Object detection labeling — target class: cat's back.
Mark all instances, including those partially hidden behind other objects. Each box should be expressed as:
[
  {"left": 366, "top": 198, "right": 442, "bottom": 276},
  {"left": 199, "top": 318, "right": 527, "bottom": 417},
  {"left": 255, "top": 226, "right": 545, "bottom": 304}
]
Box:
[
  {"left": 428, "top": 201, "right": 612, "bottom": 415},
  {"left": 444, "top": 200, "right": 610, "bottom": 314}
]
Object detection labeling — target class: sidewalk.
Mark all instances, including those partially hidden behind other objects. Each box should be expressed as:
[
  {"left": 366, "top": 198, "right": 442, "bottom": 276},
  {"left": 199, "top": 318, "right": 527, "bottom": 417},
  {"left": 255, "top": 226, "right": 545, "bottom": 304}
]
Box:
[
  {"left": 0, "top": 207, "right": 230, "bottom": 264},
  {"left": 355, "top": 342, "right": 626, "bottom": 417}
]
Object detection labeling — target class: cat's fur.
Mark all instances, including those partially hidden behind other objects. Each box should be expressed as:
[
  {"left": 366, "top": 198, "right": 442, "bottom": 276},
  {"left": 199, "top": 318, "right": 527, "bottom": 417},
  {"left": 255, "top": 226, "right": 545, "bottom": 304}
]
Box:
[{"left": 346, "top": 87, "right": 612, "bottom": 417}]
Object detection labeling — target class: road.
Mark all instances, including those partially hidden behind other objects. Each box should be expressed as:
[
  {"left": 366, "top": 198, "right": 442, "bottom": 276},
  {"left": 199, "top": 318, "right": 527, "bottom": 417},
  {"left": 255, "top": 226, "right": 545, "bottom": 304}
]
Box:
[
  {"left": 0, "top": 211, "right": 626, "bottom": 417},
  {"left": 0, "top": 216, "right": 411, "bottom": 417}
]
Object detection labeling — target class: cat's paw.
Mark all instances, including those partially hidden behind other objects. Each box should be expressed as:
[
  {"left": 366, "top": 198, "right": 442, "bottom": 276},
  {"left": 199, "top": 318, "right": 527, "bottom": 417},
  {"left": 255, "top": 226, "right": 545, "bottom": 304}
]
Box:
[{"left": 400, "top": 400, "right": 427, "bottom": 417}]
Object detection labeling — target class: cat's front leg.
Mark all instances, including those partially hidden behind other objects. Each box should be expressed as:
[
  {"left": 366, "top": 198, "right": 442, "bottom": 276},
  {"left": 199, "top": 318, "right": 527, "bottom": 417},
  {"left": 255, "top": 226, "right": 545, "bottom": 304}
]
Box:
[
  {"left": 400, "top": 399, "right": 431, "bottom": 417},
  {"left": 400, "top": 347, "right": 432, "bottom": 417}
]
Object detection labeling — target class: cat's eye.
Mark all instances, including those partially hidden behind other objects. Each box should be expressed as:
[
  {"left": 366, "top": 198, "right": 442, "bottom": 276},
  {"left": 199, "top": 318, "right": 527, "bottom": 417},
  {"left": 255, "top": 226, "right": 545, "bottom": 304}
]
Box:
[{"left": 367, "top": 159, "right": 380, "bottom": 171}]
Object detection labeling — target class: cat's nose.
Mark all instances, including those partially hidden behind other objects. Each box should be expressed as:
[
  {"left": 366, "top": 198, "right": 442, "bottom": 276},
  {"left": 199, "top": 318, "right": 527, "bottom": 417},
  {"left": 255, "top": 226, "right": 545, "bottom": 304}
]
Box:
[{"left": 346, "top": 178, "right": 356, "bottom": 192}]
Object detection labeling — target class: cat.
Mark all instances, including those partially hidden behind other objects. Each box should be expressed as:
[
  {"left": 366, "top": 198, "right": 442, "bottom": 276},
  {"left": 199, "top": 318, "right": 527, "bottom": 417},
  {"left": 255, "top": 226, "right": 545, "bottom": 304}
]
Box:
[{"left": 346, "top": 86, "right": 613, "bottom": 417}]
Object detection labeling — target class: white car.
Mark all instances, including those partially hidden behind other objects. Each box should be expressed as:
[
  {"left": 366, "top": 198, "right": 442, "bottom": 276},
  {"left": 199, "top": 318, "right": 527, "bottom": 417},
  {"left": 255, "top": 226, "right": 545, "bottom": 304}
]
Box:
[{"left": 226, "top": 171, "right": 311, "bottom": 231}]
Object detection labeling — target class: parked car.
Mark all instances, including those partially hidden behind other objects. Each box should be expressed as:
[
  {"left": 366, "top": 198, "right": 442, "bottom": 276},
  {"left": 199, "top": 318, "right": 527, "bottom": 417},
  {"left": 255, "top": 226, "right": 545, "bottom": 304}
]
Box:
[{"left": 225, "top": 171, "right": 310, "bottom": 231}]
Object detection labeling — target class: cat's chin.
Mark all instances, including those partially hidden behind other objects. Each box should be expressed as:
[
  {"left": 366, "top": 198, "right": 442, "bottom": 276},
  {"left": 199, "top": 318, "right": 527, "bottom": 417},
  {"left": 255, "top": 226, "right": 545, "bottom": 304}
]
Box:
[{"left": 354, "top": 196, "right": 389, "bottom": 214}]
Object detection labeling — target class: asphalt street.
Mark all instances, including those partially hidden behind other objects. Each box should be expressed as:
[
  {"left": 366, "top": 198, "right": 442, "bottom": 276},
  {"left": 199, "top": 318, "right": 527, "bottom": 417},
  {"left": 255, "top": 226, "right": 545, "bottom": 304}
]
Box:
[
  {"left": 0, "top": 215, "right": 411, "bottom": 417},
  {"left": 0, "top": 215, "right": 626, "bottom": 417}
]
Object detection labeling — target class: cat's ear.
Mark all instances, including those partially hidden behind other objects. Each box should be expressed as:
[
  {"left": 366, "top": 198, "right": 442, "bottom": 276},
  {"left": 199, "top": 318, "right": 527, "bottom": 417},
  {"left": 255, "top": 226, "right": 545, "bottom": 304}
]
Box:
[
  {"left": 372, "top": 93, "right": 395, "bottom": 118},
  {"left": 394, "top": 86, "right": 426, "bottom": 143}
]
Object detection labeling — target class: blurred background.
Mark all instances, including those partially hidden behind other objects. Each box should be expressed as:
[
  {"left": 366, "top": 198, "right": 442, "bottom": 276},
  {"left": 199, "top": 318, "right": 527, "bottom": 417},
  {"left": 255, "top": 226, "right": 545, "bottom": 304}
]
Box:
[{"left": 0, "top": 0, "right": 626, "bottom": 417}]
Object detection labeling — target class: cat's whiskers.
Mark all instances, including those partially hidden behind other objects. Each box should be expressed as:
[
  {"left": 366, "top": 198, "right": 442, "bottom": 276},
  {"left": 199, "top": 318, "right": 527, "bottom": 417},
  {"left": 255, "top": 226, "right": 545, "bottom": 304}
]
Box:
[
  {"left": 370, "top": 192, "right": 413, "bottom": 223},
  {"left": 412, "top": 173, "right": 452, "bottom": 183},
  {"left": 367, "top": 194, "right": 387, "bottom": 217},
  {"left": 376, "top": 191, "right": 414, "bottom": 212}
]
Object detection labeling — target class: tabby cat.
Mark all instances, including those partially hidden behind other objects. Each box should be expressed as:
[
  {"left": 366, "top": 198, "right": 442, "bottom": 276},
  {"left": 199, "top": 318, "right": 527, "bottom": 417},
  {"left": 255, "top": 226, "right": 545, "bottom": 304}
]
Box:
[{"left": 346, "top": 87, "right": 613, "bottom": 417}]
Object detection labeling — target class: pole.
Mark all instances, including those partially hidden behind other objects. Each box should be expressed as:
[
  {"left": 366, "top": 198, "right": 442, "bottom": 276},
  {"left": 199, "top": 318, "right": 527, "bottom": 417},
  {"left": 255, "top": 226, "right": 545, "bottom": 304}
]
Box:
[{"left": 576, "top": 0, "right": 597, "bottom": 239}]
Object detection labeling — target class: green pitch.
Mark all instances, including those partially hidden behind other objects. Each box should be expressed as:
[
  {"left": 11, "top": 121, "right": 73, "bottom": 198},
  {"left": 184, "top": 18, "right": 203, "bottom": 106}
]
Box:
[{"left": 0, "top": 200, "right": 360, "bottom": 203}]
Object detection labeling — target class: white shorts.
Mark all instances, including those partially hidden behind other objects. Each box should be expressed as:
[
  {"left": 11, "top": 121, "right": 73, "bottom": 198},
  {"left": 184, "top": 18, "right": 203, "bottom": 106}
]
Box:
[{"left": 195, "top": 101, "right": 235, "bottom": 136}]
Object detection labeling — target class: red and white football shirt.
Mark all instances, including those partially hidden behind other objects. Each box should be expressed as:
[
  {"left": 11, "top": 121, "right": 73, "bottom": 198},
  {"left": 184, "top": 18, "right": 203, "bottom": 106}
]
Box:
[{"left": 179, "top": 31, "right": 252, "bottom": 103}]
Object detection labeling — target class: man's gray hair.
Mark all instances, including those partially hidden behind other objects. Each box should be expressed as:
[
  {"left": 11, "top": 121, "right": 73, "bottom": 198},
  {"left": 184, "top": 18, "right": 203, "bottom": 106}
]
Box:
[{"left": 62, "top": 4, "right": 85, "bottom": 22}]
···
# WHAT IS EXPECTED
Print the listing from the line containing "Object detection labeling — target class: man's" through its final line, both included, reproducing each line without any change.

# RESPONSE FOR THIS EXERCISE
Object detection labeling — target class: man's gray hair.
Mark all instances, including those partially hidden behind other objects. Each box should be expressed as:
[
  {"left": 11, "top": 121, "right": 73, "bottom": 198},
  {"left": 184, "top": 18, "right": 203, "bottom": 106}
]
Box:
[{"left": 62, "top": 4, "right": 85, "bottom": 22}]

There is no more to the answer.